**** Source records
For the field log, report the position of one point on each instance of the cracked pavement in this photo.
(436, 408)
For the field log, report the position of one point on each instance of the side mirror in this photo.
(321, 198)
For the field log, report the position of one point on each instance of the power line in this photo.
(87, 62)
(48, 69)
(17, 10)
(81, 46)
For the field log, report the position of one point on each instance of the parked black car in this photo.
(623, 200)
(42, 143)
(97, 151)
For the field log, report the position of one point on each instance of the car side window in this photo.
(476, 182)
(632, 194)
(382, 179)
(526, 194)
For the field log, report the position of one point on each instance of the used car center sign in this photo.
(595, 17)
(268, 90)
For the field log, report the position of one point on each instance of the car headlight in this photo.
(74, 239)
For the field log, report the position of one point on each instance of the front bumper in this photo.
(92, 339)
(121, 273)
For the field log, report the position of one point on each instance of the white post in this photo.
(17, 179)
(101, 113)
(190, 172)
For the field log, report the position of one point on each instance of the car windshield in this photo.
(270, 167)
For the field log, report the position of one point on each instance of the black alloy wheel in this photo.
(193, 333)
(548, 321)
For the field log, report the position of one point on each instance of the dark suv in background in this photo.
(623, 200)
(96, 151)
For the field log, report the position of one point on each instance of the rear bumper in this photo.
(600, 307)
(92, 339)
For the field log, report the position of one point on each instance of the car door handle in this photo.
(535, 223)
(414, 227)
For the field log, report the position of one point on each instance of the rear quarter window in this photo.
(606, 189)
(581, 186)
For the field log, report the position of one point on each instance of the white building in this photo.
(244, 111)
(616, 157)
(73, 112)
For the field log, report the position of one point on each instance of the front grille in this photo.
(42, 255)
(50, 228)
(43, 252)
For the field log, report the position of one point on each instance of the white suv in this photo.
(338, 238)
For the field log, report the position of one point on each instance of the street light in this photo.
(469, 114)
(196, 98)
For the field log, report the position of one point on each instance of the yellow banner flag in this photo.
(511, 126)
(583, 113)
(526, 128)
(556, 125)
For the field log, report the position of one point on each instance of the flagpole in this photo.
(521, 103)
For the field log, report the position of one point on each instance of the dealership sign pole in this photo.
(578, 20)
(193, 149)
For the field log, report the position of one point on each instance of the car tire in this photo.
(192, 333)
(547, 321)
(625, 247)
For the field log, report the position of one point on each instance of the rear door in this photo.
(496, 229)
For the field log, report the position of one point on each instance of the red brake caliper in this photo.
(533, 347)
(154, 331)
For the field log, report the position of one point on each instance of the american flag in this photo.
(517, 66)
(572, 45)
********
Transcribe all the entries, keeping each one exactly as it is.

For the field log, report the position of one point on each instance of the cracked pavement in this photo.
(436, 408)
For the field log, report the position of one point on each instance of the side mirror in this photo.
(321, 198)
For the field log, report the position of one point on each instance of the power line in this photo.
(87, 62)
(48, 69)
(17, 10)
(81, 46)
For the field log, report the position of one point on each instance of the parked black car in this photo.
(623, 200)
(42, 143)
(97, 151)
For the field log, report the position of one point on each instance of the car side window in this photo.
(476, 182)
(632, 194)
(382, 179)
(526, 194)
For the field log, report the position of one point on each instance of the used car center sign in this photo.
(595, 17)
(268, 90)
For the field log, report the position of one point on each instance of the car headlight in this photo.
(74, 239)
For the field log, report the position of one point on each instance of the front bumper in this photo.
(92, 339)
(121, 273)
For the field log, report the position of one point on each instance of the white post in this photo.
(17, 179)
(101, 113)
(190, 172)
For the field log, report the position of one point on each instance of the car windshield in this photo.
(270, 167)
For the field log, report the position of one point on each instance of the black alloy wheel in this photo.
(193, 333)
(548, 321)
For the field log, report the position of one point on each instance of the dark suv in background in this photo.
(623, 200)
(96, 151)
For the field log, report the position of one point on each instance of the rear bumper in this photo.
(600, 307)
(92, 339)
For the field log, report the position of one point on each instance of the car door handle in this photo.
(535, 223)
(414, 227)
For the field log, report the position of one point on each instance of the rear quarter window in this photo.
(606, 189)
(581, 186)
For the field log, report the position of one point on each instance of the white building in this photo.
(244, 111)
(616, 157)
(73, 112)
For the field log, report the position of one point on each instance of the front grille in this photo.
(42, 255)
(50, 228)
(43, 252)
For the field log, report the position of one point on each instance of the white suv in this photo.
(338, 238)
For the field log, report the position of one point on each instance of the street light in this photo.
(469, 114)
(196, 98)
For the field log, report the position of one point on each instance of the yellow banner flag in this photo.
(511, 126)
(583, 113)
(526, 128)
(556, 125)
For the field log, report the position of one point on each instance of the flagpole in this photo.
(521, 103)
For the field log, report the position of one point on each instance of the dealership sign pole in this photo.
(578, 20)
(193, 149)
For the field log, report the position of one point on each instance of the car tire in this photo.
(192, 333)
(547, 321)
(625, 247)
For the field log, report the position of one point on each instance of the rear door in this photo.
(496, 229)
For the field log, report the position of one point on each instance of the red brake caliper in this photo.
(533, 347)
(154, 331)
For the field log, report the position of one point on each instance of the american flag in this photo.
(517, 66)
(572, 45)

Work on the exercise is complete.